• [Passage]:
========

First off, I am trying to write the following in Einstein notation, where ##R=\mathrm{diag}[1,-1,1]##, then ##R^T R = \mathbb{1}_{\dim{R}}##.
 
  • #4
##R## is a matrix and so it has two indices not one. Is the notation ##R = \text{diag} [1,-1,1]## confusing you? They are the entries of the diagonal of the matrix, rather than the components of a vector in some basis. They are the diagonal components of a second rank tensor in some basis. You use ##\delta_{\alpha \beta}## instead of ##\mathbb{1}_{\alpha \beta}##. Anyway, using Einstein's summation convention you would write

$$
R^T R= \mathbb{1}
$$

as

$$
(R^T)^\alpha_{\;\; \gamma} R^\gamma_{\;\; \beta} = \delta^\alpha _{\;\; \beta} .

========

• [Excerpted data]:
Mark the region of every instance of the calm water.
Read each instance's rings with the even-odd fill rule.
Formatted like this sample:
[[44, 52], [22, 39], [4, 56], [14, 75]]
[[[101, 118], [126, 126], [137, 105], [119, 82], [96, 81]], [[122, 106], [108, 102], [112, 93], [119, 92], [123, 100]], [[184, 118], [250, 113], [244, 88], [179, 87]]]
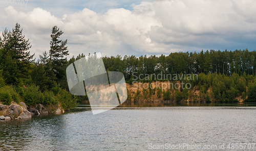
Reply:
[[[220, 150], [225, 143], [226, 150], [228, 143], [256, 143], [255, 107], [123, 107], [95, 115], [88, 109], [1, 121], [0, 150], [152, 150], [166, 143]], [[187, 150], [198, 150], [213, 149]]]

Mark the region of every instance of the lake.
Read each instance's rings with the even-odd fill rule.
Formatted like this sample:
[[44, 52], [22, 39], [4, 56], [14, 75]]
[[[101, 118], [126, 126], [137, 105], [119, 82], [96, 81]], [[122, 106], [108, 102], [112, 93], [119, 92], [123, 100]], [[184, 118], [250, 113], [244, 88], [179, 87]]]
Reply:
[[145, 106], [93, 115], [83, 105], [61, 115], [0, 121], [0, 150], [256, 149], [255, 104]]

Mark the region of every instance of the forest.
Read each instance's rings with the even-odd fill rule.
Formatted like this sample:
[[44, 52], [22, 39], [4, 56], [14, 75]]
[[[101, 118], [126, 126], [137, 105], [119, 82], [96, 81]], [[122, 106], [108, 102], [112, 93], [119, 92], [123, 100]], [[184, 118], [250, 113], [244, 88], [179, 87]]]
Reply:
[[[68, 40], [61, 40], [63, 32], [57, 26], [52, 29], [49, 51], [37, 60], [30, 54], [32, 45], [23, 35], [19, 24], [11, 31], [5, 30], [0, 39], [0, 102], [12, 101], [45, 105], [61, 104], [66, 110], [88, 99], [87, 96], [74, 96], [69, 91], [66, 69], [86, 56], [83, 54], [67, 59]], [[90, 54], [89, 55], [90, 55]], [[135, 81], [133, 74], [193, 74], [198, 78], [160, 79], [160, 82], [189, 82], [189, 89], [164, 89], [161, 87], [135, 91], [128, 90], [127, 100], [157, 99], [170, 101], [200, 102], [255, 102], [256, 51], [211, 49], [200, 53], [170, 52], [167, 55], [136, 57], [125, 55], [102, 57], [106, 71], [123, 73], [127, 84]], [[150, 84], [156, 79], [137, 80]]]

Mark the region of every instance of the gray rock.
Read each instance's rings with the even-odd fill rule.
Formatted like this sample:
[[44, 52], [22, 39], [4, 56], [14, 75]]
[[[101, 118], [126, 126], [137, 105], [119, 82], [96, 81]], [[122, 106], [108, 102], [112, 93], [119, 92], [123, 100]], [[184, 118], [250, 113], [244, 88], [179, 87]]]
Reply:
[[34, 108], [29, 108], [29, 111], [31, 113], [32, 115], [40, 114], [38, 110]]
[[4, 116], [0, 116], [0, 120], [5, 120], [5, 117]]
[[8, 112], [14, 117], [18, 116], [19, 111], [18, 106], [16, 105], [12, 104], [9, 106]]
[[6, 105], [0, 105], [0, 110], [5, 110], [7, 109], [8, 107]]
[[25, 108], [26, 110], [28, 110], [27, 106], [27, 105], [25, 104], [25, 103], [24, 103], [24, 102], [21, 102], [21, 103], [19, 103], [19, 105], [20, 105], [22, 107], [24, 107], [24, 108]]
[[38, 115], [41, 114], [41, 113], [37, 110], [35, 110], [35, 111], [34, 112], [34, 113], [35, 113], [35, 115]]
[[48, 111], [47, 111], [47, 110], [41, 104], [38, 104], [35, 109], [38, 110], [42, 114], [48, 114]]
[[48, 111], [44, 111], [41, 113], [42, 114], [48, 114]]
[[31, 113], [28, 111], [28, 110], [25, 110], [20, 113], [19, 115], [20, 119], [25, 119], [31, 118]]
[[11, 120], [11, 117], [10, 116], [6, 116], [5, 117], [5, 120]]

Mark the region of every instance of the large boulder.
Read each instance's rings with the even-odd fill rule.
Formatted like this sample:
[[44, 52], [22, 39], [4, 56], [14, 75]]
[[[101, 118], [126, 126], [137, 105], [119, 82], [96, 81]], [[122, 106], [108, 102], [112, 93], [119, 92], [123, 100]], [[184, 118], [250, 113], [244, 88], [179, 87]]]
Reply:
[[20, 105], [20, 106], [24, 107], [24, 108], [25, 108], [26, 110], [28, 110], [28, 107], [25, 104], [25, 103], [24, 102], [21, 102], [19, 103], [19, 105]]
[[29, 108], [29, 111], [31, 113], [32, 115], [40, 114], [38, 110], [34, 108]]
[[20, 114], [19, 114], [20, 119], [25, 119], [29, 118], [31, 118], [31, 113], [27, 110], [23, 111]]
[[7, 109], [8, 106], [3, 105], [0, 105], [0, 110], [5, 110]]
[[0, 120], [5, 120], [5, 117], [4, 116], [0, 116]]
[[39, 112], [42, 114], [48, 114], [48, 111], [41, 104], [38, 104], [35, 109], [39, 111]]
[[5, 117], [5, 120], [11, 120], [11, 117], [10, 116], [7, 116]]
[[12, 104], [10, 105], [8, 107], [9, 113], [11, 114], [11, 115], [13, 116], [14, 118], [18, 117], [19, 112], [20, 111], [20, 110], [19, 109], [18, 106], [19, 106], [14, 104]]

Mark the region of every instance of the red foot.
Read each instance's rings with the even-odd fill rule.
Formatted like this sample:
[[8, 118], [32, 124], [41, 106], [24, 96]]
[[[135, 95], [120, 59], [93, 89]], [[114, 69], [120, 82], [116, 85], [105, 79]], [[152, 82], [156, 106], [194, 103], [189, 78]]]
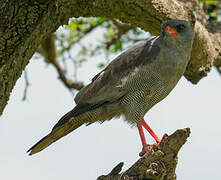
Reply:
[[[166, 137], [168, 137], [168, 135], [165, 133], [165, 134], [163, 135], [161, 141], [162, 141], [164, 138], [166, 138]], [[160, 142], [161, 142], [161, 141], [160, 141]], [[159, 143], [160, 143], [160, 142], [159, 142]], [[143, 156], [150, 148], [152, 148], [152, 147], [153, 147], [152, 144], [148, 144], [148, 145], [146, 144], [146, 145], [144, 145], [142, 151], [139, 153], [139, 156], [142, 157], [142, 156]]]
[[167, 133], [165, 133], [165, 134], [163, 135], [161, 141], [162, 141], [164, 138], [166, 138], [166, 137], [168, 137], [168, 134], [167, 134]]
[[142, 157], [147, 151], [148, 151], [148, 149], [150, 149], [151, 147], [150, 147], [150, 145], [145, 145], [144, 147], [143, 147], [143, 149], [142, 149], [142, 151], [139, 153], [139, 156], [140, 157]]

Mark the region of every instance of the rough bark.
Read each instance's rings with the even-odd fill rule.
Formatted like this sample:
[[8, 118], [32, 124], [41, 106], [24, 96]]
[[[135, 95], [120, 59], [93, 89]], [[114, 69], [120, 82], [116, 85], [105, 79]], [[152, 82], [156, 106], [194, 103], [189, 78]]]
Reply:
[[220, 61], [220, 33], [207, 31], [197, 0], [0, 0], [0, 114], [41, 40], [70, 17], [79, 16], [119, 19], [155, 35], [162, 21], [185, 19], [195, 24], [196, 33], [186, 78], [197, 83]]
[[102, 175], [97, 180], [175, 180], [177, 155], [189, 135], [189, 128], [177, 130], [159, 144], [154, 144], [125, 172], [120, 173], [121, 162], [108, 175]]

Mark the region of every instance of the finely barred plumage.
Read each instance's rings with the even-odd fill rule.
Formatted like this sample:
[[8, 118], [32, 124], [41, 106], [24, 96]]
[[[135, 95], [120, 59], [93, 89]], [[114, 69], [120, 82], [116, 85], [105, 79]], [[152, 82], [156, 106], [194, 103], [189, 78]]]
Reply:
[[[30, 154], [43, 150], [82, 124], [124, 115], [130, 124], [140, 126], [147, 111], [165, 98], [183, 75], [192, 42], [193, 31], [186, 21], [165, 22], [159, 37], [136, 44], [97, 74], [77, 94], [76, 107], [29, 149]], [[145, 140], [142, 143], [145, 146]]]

========

• [What the task asks]: Reproduce the full forum thread on Einstein notation above, character for character.

• [Full solution]:
First off, I am trying to write the following in Einstein notation, where ##R=\mathrm{diag}[1,-1,1]##, then ##R^T R = \mathbb{1}_{\dim{R}}##.
 
  • #4
##R## is a matrix and so it has two indices not one. Is the notation ##R = \text{diag} [1,-1,1]## confusing you? They are the entries of the diagonal of the matrix, rather than the components of a vector in some basis. They are the diagonal components of a second rank tensor in some basis. You use ##\delta_{\alpha \beta}## instead of ##\mathbb{1}_{\alpha \beta}##. Anyway, using Einstein's summation convention you would write

$$
R^T R= \mathbb{1}
$$

as

$$
(R^T)^\alpha_{\;\; \gamma} R^\gamma_{\;\; \beta} = \delta^\alpha _{\;\; \beta} .